-- Extracted text --
[Start of Attachment]

Oct 15, 2024

What should have been good news for Filipino nurses hoping to find greener pastures in Canada is now being met with criticism against Canadian provincial governments who have launched direct recruitment missions to the Philippines.

In the last few months, the provinces of Alberta, Manitoba and Saskatchewan launched separate recruitment missions to the Philippines with the goal of finding qualified candidates to fill gaps in their respective provincial healthcare systems following the global crisis brought about by the pandemic.

The recruitment drives were deemed successful by these provinces having resulted in a few hundred pre-qualified candidates for each province.

However, the Philippine government is crying foul over what it calls “bleeding” of its own healthcare system as wealthier nations like Canada have launched aggressive recruitment drives to attract Filipino nurses and healthcare workers. 

In a recent interview with the CBC, the Philippines Department of Health officer-in-charge Maria Rosario Vergeire reported that the country has a shortage of more than 350,000 nurses. “Why is it that higher income countries are actively recruiting?” she asked. “The countries getting our nurses should also be for some form of exchange so there would be something for our country.”

But for nurses and healthcare workers in the Philippines who have been as tired and exhausted as their counterparts in wealthier nations but not compensated as well, the lure of an exponential increase in income and the promise of a better life for themselves and their families are hard to resist.

For Canada, the recruitment missions are a quick fix to fill its own nursing shortage largely brought about by retirements and punctuated by the stresses of the pandemic. The pandemic is the same global public health crisis that exposed the reality that access to healthcare depends largely on one’s resources, whether as individuals or as nations.

[End of Attachment]

-- Stored data --
[Start of Attachment]

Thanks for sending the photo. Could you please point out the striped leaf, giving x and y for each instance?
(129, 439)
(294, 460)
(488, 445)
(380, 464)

[End of Attachment]

-- Work order --
Pick up the article above on Canadian provinces recruiting nurses from the Philippines, starting right after its final sentence.

-- Response to the exercise --
The Philippines has traditionally trained more nurses than it needs, with an eye on exporting this manpower to other countries as overseas foreign workers (OFWs) with expectations of dollar remittances to be sent back home. But now it may have lost too many as its own healthcare system likewise suffered through the pandemic.

So are wealthy countries like Canada “poaching” talents from poorer nations like the Philippines? And do they owe the resource countries more than fair wages to qualified candidates as the Philippines’ DOH officer-in-charge claims?

The answers may lie in a World Health Organization (WHO) study done in 2020 (pre-pandemic) called The State of the World’s Nursing 2020. The study was done in recognition of the year 2020 as the international year of the nurse and midwife. 

The WHO study recommends that “countries that are over reliant on migrant nurses should aim towards greater self-sufficiency by investing more in domestic production of nurses.” On the flip side, WHO recommends that “countries experiencing excessive losses of their nursing workforce through out-migration should consider mitigating measures and retention packages.”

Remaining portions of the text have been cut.